## start Information shown
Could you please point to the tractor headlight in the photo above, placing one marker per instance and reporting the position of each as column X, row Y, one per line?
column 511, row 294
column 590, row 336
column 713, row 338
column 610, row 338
## end Information shown
» Stated goal:
Retype all the entries above word for word, keeping every line unchanged.

» Answer below:
Could you please point to the tractor headlight in the photo above, placing one marker per instance and reporting the position of each as column X, row Y, one per line?
column 511, row 294
column 590, row 336
column 713, row 338
column 610, row 338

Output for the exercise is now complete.